WHAT THIS TASK INVOLVES:
Copy the Elsbeth Dimsdale article from "Dimsdale in 1923" to "and Liberal politician.", putting "public health reformer" in place of "health campaigner".
[Opening EXTRACTED TEXT section]
= Elsbeth Dimsdale =

Dimsdale in 1923

Elsbeth Dimsdale CBE (17 December 1871 – October 1949), born Elsbeth Philipps, was a British health campaigner, University Lecturer and Liberal politician.

==Early life and education==
Dimsdale was the daughter of James Erasmus Philipps, vicar of Warminster and prebendary of Salisbury Cathedral; her older brother, John, later became a Member of Parliament and was made a viscount. She studied at Somerville College, Oxford, where she received a first-class honours degree, and subsequently became the first woman to receive a college fellowship at the University of Cambridge. While at Cambridge, she founded the Women's University Club.

== Career ==
In 1902, Elsbeth married Marcus Dimsdale, and she began working for the Ministry of Health, while also undertaking voluntary work for Cambridgeshire County Council relating to public health. She gave birth to her fifth child in 1912, but the baby died of tuberculosis, and she thereafter focused her attention on the disease, founding the Papworth Tuberculosis Colony, and also campaigning to ensure TB was not present in milk for human consumption. For this work, she was made a Commander of the Order of the British Empire.
[Closing EXTRACTED TEXT section]
[Opening RECORDS SUPPLIED section]
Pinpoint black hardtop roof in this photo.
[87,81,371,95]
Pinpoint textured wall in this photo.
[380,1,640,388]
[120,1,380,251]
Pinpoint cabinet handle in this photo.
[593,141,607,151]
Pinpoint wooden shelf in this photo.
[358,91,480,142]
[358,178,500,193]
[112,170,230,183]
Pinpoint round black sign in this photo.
[Closing RECORDS SUPPLIED section]
ANSWER TO THIS TASK:
Dimsdale in 1923

Elsbeth Dimsdale CBE (17 December 1871 – October 1949), born Elsbeth Philipps, was a British public health reformer, University Lecturer and Liberal politician.